Exercise aim: Copy out each of the following entries word for word, leaving out the pictures.

Data to process:
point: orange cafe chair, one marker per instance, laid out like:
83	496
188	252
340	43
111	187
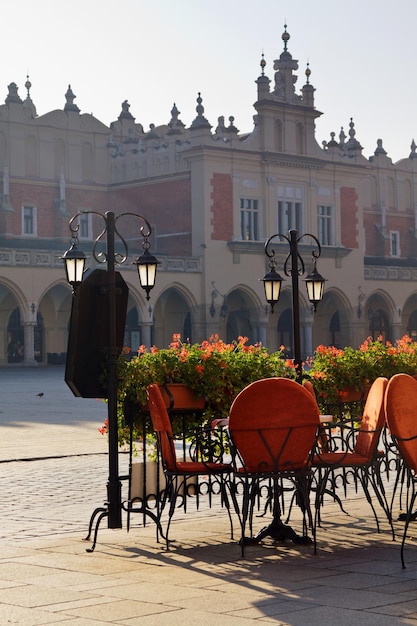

Result of the task:
point: orange cafe chair, one marker per instance, laid out like:
83	496
188	252
340	43
111	187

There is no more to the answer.